WAT GEVRAAGD WORDT →
Bewerk de regels van de regel met "negative clicks: (871, 137) (877, 138)" tot en met de regel met "box: [0, 183, 915, 523]" door "positive clicks" te vervangen door "positieve klikken". Geef alleen die regels terug en laat al het overige ongewijzigd.

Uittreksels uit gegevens
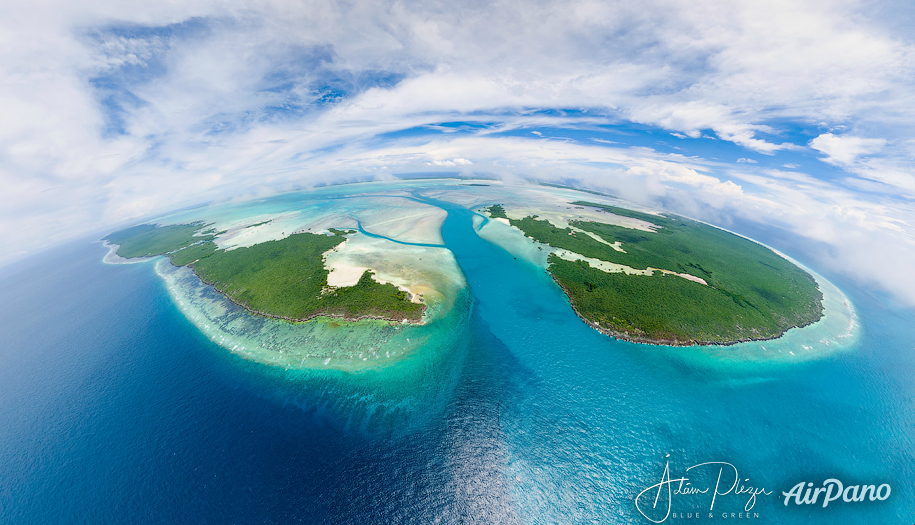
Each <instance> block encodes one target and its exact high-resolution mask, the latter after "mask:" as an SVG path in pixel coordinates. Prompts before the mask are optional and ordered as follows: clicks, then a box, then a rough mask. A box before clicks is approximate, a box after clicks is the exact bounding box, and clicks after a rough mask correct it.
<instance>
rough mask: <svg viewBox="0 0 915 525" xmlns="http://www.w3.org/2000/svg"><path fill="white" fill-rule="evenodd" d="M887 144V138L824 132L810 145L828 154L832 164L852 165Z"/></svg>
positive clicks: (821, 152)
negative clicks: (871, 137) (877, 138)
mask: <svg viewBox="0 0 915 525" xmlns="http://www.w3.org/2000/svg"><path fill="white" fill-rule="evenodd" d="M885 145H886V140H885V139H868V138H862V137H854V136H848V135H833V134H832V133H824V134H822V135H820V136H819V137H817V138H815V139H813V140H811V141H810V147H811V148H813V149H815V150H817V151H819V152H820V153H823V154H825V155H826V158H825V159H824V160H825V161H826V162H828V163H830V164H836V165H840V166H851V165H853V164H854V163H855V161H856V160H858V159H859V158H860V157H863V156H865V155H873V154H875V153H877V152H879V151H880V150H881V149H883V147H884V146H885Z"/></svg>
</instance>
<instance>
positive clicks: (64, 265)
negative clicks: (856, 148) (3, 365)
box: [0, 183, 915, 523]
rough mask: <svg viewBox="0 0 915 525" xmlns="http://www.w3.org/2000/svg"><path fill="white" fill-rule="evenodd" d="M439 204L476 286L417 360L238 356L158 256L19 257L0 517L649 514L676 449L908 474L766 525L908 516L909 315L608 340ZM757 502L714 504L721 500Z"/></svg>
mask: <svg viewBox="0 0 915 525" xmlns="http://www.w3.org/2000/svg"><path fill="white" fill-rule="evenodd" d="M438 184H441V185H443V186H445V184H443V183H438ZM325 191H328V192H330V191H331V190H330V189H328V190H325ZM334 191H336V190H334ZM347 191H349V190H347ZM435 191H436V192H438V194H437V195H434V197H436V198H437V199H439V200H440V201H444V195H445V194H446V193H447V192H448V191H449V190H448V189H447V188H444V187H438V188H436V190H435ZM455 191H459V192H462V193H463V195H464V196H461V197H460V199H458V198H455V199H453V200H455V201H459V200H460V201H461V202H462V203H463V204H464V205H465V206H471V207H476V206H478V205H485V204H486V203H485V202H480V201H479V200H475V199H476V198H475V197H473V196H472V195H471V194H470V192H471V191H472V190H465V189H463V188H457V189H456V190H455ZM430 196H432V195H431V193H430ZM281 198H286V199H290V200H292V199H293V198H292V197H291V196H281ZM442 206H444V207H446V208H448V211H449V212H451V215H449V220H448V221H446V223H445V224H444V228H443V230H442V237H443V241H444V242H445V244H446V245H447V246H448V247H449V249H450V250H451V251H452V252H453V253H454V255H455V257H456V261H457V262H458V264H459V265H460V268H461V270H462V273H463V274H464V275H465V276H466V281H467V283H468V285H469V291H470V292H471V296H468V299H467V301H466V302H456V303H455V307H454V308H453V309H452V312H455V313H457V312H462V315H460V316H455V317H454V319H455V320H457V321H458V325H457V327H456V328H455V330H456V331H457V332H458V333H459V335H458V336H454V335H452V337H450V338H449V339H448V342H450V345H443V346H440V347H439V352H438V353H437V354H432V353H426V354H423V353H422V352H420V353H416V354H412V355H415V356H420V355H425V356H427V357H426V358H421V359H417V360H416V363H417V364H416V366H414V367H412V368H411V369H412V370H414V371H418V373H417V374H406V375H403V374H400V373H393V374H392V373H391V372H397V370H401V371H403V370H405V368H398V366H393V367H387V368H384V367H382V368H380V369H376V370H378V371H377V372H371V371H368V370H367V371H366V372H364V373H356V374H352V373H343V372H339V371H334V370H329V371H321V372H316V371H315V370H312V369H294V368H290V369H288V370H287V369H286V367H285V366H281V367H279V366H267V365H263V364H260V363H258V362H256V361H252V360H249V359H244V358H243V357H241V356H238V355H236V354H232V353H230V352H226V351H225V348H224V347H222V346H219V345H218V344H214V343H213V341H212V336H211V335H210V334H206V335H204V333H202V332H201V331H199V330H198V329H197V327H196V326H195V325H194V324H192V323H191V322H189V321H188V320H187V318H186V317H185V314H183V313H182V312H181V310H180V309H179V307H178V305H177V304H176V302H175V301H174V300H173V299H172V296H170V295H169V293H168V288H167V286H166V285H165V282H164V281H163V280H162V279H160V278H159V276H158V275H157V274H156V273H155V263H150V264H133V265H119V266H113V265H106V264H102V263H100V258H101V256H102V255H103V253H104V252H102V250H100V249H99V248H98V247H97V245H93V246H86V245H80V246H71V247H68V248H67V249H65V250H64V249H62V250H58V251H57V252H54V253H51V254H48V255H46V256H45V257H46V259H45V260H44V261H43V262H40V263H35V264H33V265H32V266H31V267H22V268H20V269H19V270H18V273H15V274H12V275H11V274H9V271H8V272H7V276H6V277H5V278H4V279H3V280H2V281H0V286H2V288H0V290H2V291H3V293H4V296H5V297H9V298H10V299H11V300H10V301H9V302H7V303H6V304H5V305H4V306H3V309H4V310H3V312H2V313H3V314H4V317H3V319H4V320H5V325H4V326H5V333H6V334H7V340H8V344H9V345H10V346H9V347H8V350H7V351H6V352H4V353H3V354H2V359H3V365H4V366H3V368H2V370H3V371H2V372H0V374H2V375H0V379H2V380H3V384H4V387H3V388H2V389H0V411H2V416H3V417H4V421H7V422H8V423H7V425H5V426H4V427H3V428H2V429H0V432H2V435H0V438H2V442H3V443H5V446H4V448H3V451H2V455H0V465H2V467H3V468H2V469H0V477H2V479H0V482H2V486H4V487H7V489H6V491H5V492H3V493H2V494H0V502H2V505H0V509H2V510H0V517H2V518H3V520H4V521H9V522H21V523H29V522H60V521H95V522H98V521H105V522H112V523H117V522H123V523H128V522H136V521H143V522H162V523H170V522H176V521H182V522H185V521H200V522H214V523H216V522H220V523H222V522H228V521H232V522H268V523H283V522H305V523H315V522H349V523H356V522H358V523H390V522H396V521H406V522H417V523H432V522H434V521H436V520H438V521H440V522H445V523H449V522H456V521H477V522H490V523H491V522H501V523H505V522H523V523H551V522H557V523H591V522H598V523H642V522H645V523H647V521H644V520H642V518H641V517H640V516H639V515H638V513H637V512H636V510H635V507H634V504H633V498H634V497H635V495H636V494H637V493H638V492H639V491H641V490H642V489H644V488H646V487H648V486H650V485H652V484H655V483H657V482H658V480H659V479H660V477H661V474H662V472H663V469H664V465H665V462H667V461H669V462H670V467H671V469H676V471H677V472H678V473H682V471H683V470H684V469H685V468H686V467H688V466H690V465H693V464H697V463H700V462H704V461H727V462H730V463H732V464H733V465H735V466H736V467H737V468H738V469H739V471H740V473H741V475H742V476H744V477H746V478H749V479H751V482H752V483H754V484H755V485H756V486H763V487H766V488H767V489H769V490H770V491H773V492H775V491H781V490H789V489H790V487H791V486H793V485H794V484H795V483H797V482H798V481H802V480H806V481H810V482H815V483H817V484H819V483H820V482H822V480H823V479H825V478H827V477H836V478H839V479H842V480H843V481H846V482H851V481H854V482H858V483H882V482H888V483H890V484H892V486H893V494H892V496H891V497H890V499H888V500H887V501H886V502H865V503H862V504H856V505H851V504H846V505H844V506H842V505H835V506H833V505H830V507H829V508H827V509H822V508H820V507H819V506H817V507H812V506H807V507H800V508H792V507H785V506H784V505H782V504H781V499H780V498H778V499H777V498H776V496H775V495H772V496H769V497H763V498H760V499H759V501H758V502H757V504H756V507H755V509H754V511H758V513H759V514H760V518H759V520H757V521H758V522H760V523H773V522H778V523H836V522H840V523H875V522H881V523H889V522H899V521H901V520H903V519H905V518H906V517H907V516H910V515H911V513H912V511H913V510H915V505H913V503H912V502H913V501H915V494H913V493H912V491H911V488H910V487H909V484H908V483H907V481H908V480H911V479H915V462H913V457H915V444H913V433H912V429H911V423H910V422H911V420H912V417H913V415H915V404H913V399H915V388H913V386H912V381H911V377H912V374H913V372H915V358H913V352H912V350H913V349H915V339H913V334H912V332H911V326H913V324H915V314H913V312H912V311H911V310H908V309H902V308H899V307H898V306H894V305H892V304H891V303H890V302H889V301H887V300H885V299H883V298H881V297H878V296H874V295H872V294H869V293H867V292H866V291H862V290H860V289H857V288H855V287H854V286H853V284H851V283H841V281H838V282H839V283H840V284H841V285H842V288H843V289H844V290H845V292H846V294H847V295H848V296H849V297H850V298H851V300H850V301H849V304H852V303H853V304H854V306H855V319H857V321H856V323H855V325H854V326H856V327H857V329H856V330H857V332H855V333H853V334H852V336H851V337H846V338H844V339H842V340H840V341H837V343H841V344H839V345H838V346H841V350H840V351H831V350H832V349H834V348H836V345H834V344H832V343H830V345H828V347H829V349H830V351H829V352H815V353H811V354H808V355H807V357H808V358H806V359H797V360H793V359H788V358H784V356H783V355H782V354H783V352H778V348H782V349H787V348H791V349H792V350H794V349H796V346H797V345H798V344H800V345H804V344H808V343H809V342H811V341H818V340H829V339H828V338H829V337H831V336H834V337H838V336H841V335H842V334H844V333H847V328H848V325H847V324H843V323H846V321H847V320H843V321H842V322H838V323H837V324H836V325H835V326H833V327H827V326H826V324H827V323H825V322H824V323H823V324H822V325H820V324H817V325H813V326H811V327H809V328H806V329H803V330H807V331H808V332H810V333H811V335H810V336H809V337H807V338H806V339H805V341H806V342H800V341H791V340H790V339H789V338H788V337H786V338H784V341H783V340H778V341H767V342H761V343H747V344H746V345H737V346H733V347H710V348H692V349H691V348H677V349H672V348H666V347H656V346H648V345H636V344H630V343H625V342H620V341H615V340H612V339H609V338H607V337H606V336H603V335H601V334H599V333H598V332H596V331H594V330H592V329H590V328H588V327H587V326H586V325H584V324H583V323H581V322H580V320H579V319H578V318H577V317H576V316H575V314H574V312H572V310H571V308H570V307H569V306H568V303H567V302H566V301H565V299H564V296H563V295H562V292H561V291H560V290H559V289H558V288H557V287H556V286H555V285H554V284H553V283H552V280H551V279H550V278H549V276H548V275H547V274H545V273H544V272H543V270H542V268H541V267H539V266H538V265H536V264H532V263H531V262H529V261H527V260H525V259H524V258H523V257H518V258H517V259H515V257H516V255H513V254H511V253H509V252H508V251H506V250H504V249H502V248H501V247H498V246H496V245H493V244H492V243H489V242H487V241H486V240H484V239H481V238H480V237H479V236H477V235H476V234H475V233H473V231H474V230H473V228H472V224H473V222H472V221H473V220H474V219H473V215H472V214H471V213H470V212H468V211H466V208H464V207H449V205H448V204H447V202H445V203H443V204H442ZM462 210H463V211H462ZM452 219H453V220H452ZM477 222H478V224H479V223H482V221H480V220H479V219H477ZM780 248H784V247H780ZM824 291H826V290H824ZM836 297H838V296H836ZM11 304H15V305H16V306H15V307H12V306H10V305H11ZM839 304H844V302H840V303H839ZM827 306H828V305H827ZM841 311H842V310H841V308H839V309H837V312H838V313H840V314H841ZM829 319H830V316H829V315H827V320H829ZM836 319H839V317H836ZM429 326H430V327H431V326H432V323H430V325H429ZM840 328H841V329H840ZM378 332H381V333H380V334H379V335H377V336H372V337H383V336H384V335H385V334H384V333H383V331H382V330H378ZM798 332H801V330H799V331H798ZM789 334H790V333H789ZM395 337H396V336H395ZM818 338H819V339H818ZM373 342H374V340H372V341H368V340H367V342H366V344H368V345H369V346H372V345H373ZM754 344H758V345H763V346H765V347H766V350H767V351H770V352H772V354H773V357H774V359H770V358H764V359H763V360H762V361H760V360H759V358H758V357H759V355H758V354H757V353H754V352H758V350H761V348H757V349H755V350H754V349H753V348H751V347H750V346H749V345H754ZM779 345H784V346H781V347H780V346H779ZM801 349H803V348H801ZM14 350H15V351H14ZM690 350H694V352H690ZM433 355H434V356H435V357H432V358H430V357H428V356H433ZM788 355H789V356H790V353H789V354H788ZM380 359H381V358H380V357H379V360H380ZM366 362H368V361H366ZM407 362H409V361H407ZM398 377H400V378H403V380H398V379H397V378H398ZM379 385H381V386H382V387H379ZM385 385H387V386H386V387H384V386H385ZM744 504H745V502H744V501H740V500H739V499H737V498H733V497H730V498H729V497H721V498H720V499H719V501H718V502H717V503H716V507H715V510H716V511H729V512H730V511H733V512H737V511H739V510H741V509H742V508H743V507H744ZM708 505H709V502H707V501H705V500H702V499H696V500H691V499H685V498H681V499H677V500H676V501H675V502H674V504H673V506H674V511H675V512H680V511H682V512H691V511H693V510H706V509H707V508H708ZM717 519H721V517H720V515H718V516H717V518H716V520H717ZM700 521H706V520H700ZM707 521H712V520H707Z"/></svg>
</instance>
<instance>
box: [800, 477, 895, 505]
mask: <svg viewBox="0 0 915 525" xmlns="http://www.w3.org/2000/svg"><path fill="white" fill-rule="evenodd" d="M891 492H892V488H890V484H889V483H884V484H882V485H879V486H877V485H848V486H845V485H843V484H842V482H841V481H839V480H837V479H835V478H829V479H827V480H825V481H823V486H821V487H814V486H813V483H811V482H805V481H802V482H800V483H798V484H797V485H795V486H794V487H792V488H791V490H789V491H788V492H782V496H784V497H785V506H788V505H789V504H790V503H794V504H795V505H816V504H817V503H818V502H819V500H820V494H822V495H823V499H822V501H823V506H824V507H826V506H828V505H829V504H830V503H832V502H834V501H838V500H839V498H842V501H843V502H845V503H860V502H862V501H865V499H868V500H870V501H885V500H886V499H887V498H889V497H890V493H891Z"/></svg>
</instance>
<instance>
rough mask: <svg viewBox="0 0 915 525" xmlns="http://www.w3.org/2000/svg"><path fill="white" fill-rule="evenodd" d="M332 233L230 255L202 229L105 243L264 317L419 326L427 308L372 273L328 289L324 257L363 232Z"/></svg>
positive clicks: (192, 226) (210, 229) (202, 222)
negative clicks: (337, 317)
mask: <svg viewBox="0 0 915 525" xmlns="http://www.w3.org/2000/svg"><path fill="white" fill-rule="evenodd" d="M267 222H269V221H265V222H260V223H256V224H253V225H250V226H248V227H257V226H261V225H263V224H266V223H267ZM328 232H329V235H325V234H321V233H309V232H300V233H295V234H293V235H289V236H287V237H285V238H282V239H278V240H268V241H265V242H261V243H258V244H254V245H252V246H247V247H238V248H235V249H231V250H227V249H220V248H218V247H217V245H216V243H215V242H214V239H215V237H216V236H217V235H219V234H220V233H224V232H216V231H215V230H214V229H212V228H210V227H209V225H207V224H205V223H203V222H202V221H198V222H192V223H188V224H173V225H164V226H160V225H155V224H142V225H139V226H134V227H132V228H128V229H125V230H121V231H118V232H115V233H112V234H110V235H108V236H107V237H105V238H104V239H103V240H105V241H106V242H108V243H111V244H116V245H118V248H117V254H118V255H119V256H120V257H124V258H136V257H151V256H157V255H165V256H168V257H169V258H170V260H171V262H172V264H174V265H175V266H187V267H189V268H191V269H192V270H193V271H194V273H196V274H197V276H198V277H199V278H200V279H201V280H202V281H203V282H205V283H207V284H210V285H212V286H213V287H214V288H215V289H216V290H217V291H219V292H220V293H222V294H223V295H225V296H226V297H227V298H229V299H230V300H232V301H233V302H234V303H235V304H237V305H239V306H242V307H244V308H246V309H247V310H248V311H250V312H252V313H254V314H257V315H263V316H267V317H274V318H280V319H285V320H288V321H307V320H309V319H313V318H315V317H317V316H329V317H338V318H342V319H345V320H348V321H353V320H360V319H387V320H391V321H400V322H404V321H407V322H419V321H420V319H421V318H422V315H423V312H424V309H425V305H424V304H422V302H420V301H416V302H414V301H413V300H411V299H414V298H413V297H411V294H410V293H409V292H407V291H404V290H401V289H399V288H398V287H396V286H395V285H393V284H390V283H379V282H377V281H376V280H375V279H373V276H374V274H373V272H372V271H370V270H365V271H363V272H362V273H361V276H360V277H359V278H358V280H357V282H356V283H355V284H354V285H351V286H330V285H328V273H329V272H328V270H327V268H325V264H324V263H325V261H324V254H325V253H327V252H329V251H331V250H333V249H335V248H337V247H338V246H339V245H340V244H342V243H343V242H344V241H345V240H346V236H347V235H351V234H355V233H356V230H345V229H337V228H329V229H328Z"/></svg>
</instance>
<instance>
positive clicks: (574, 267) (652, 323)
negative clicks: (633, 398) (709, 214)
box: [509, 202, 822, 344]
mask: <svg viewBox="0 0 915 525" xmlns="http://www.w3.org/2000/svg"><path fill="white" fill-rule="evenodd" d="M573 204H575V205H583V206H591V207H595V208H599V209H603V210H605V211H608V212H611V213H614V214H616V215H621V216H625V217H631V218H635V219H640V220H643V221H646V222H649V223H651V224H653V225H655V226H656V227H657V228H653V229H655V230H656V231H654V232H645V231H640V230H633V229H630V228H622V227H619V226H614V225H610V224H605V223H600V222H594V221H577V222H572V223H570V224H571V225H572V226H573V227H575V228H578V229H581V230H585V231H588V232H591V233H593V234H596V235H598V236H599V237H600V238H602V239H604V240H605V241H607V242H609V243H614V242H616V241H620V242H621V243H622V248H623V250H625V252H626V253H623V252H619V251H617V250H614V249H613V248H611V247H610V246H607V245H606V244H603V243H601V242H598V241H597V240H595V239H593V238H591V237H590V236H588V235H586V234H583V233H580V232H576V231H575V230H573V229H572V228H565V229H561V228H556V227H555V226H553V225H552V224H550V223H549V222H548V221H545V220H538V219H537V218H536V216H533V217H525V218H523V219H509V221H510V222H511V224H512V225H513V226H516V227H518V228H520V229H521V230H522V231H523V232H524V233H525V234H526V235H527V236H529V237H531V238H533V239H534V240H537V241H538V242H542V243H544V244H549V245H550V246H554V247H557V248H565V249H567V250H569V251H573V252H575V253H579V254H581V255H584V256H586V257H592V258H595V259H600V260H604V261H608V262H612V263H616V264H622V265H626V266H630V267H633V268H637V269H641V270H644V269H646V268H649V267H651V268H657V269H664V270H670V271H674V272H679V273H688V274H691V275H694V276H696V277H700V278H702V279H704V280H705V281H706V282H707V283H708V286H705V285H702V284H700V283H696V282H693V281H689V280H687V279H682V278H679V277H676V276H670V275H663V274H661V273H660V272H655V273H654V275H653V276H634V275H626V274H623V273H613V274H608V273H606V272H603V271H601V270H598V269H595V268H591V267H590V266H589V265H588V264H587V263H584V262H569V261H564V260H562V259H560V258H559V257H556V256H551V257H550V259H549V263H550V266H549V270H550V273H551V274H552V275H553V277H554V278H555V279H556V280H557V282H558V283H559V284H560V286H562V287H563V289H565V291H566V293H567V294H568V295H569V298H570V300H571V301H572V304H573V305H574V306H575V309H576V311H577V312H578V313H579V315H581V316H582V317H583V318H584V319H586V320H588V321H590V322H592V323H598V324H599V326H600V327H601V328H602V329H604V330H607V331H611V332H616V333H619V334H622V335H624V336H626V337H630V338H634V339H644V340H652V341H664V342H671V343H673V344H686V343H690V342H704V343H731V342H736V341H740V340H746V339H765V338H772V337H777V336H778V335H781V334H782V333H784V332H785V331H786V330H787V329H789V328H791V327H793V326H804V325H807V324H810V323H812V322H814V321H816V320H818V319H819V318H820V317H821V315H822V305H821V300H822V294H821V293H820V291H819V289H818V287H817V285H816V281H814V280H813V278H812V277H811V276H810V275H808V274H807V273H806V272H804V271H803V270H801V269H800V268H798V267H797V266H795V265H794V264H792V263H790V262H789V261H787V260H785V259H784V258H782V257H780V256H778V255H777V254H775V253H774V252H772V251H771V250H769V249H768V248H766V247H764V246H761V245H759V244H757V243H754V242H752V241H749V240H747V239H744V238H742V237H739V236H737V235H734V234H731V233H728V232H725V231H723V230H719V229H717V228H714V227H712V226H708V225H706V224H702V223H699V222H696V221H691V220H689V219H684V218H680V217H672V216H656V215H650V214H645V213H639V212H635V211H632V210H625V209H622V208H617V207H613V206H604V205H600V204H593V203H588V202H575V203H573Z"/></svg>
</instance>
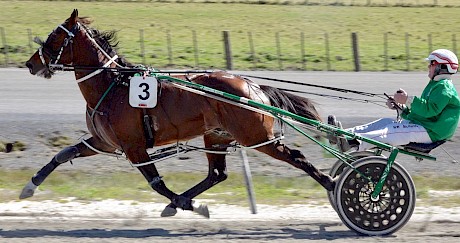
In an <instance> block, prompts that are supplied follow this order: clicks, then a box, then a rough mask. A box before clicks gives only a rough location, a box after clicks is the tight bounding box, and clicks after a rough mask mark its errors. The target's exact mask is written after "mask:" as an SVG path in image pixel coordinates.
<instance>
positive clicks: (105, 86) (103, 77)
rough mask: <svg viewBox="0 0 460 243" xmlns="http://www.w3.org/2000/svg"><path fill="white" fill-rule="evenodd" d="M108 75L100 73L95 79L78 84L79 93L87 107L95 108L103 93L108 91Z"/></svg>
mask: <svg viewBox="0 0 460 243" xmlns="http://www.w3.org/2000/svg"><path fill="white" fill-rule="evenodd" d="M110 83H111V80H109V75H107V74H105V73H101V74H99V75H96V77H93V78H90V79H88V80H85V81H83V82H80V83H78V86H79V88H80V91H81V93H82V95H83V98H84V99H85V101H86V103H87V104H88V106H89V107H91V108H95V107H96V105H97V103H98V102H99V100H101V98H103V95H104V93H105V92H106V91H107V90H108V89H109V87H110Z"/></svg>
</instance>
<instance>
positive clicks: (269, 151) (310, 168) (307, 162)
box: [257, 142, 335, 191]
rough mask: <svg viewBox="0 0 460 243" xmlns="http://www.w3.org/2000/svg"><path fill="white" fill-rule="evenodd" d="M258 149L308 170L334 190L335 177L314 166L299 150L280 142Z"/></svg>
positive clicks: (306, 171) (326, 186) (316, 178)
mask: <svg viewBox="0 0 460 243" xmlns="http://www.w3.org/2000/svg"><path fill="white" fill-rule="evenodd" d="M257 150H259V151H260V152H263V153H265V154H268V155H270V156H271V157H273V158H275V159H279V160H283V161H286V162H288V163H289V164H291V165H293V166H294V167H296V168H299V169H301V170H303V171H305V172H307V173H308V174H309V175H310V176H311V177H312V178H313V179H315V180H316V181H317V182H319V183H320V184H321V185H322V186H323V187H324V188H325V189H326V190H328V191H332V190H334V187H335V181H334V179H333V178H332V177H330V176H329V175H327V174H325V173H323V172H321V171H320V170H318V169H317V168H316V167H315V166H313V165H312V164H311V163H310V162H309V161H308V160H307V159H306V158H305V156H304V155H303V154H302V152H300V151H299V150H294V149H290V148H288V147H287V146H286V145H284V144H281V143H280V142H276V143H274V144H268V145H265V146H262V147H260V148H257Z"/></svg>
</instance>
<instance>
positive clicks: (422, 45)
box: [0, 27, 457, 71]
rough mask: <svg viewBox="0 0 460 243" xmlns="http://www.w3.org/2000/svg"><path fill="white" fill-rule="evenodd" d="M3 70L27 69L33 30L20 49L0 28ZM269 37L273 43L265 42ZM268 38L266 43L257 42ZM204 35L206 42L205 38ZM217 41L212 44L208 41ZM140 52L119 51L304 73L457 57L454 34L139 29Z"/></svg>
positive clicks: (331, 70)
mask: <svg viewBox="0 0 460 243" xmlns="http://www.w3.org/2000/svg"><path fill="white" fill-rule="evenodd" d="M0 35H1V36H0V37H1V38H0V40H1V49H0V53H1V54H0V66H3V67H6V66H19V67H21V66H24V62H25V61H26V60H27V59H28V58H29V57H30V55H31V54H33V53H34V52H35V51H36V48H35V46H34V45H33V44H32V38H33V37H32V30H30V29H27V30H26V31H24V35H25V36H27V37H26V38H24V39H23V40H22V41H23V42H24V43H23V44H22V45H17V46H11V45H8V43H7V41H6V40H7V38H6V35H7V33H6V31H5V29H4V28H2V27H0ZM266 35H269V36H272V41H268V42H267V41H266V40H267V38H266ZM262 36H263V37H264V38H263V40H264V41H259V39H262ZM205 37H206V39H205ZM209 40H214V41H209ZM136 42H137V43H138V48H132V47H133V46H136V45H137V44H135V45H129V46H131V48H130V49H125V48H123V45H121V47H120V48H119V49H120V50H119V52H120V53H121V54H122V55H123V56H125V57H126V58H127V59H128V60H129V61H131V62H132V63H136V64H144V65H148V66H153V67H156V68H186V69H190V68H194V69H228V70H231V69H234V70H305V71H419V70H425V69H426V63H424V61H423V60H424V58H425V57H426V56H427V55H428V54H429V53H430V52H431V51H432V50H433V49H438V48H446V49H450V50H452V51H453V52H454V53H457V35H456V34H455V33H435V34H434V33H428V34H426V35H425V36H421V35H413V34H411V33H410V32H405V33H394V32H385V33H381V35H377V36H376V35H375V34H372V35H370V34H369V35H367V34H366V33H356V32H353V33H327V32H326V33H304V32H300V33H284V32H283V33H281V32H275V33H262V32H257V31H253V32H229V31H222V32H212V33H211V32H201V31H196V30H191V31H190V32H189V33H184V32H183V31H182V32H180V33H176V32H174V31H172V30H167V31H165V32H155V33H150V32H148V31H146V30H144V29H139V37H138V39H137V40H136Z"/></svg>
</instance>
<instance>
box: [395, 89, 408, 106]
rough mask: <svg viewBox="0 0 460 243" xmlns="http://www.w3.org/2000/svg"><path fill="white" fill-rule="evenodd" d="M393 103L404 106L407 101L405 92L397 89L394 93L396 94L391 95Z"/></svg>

ANTWOORD →
negative clicks: (871, 137) (877, 138)
mask: <svg viewBox="0 0 915 525" xmlns="http://www.w3.org/2000/svg"><path fill="white" fill-rule="evenodd" d="M885 145H886V140H885V139H868V138H862V137H854V136H848V135H833V134H832V133H824V134H822V135H820V136H819V137H817V138H815V139H813V140H811V141H810V147H811V148H813V149H815V150H817V151H819V152H820V153H823V154H825V155H826V158H825V159H824V160H825V161H826V162H828V163H830V164H836V165H840V166H851V165H853V164H854V163H855V161H856V160H858V159H859V158H860V157H863V156H865V155H873V154H875V153H877V152H879V151H880V150H881V149H883V147H884V146H885Z"/></svg>
</instance>
<instance>
positieve klikken: (64, 265)
negative clicks: (856, 148) (3, 365)
box: [0, 183, 915, 523]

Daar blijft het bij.